Movie Critiques
Resources
Top 20 Problems
Human Condition
Advanced
What Kind World?
Read for Fun
Home Page
Reference Shelf
Story Ideas
Mission
Notices
-->

Paranoia


Do we want a world in which paranoia reigns?

Copyright © 2003 Dorian Scott Cole

This is a second commentary about fundamentalist and ultra-conservative mindsets, and the susceptibility of these mindsets to become hijacked by leaders, to become radical and violent.

Is there an "us against them" mentality sweeping the US because of the US position on Iraq? In a previous article, I wrote that fundamentalists can become isolated and paranoid. The lack of contact with the outside world, and the idea that the world itself is bad, leads them to believe that everyone is out to get them. I am hearing similar rumbling on a larger scale regarding the US in its leadership role.

The US has had some important successes in world leadership in important causes that involved military intervention. In 1991, the US won a UN mandate to get Iraqi troops out of Kuwait. A few years ago, the US led a coalition of NATO forces against the Serbs, stopping a radical regime that was bent on ethnic cleansing. Failing in the UN to get such a mandate, the US, with dogged determination, won enough support from allies to end the problem for several Eastern European countries.

Why today can the US not hasten the time frame for Iraqi disarmament? Why can the US not lead the UN into a new resolution toward that end?

The US did not win over the UN before to intervene with the Serbs. While I have recommended in previous articles that the UN is the most appropriate route to take to get intervention for the people in countries that desperately need it, the UN is a body of many disparate parts that find it very difficult to agree. Each country has interests that can not easily be put aside, and there are a variety of opinions expressed in the UN.

> _Task instructions_
- 1) Copy out the rows below word for word, from the line that contains "Question. Indicate the train headlight" up to and including the line that contains "x=207 y=109".
- 2) Pick up the essay above on paranoia and US world leadership, and keep writing from the point where it ends.

> _Data excerpts_

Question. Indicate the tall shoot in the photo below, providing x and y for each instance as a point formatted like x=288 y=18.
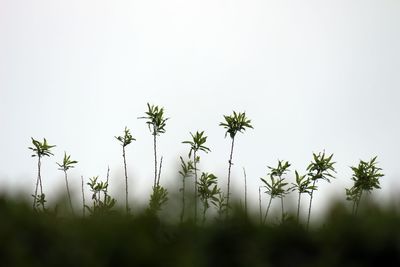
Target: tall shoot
x=196 y=144
x=319 y=169
x=237 y=122
x=67 y=164
x=366 y=178
x=278 y=172
x=125 y=140
x=156 y=123
x=302 y=186
x=40 y=149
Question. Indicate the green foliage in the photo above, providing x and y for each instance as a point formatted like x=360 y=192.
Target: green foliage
x=126 y=139
x=102 y=202
x=366 y=178
x=158 y=199
x=208 y=191
x=237 y=122
x=67 y=163
x=303 y=184
x=197 y=143
x=41 y=149
x=155 y=119
x=321 y=167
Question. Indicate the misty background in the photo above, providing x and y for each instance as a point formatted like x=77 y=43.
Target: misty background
x=311 y=75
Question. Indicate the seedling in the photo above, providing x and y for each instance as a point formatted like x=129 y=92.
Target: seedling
x=237 y=122
x=302 y=186
x=366 y=178
x=196 y=144
x=67 y=164
x=277 y=173
x=40 y=150
x=319 y=169
x=186 y=171
x=274 y=189
x=208 y=191
x=100 y=205
x=125 y=140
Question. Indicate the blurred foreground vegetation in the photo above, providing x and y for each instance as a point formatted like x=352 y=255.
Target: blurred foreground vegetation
x=29 y=238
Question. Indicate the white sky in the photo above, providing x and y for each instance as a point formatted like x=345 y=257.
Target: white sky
x=311 y=75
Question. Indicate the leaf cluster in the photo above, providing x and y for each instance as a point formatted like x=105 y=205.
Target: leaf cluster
x=41 y=148
x=321 y=167
x=197 y=143
x=158 y=198
x=100 y=205
x=67 y=163
x=366 y=178
x=208 y=189
x=155 y=119
x=303 y=184
x=237 y=122
x=126 y=139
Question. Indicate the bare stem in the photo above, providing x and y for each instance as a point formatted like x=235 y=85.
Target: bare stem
x=68 y=192
x=195 y=187
x=266 y=212
x=126 y=181
x=309 y=208
x=83 y=199
x=229 y=177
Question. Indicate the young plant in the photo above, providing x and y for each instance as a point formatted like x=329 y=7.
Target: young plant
x=40 y=149
x=237 y=122
x=196 y=144
x=275 y=189
x=101 y=206
x=125 y=140
x=208 y=191
x=185 y=172
x=156 y=123
x=319 y=169
x=67 y=164
x=366 y=178
x=277 y=172
x=302 y=186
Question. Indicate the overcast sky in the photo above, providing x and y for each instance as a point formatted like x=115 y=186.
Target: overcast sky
x=311 y=75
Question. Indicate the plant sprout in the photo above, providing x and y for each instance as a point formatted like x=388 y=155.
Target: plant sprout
x=40 y=149
x=208 y=191
x=237 y=122
x=185 y=172
x=275 y=188
x=320 y=168
x=302 y=185
x=67 y=164
x=100 y=206
x=366 y=178
x=196 y=144
x=277 y=172
x=125 y=140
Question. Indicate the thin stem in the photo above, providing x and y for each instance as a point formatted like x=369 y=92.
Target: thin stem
x=358 y=202
x=83 y=199
x=69 y=195
x=309 y=208
x=195 y=186
x=266 y=212
x=159 y=172
x=37 y=184
x=126 y=181
x=259 y=201
x=245 y=191
x=183 y=198
x=155 y=154
x=298 y=208
x=229 y=177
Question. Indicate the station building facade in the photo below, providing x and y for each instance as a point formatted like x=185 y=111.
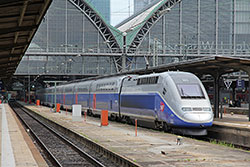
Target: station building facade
x=164 y=32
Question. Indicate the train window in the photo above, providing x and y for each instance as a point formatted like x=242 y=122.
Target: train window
x=147 y=80
x=190 y=91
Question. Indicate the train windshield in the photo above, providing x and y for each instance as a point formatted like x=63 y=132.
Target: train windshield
x=190 y=91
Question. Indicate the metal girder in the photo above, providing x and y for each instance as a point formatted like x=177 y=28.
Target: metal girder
x=156 y=16
x=98 y=23
x=5 y=31
x=10 y=46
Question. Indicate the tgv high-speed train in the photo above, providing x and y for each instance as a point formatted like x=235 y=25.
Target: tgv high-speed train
x=170 y=100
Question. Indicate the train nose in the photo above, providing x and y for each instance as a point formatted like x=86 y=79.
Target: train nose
x=198 y=117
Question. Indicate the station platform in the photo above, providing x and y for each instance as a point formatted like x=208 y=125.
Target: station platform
x=17 y=149
x=150 y=148
x=233 y=120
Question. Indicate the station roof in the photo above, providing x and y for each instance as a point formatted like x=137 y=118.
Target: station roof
x=19 y=20
x=213 y=65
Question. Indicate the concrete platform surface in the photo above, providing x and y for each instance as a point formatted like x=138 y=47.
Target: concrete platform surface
x=150 y=148
x=17 y=149
x=234 y=120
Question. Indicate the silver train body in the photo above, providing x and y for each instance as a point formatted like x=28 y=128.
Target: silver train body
x=170 y=100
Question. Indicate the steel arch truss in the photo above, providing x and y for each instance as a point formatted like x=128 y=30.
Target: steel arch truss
x=149 y=24
x=98 y=22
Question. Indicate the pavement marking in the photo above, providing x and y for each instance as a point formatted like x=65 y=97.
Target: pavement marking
x=7 y=158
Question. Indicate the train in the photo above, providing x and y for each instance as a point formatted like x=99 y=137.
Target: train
x=173 y=101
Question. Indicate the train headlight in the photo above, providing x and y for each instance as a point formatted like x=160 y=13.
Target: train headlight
x=186 y=109
x=207 y=109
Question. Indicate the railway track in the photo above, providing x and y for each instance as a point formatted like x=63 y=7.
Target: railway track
x=59 y=150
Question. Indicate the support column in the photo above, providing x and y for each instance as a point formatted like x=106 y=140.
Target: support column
x=216 y=95
x=124 y=54
x=248 y=96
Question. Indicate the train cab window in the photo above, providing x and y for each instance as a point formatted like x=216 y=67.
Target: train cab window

> _Per-task outputs_
- 1)
Question. Indicate the train headlight in the photo above, providing x and y for each instance as a point formatted like x=160 y=13.
Target: train headlight
x=186 y=109
x=207 y=109

- 2)
The UN Security Council is made up of countries large and small, and the small ones could easily be bullied by the larger countries into decisions that can imperil them or their economy. If these countries begin voting to intervene in what are largely internal crises (as with the Serbs, and which lacks proven evidence in Iraq regarding disarmament), they leave themselves open to the same type of intervention. Stopping an attack on another country is something the UN seems ready to do. Intervention in other countries' internal decisions and actions, such as with the Serbs and in Iraq is a much larger step.

The UN is no more unbiased than the individual nations that comprise the body. As we are experiencing with France, Russia, and Germany, other nations have a different perspective on Iraq, and this is reflected in the UN. But I believe the UN is still the best place for countries to lobby for the individuals within other countries, and get resolutions for intervention. If the UN proves unable to protect others, then a coalition of countries may appear, and operating outside of UN sanction is not only a dangerous option, but a very expensive one for countries that are willing to take part.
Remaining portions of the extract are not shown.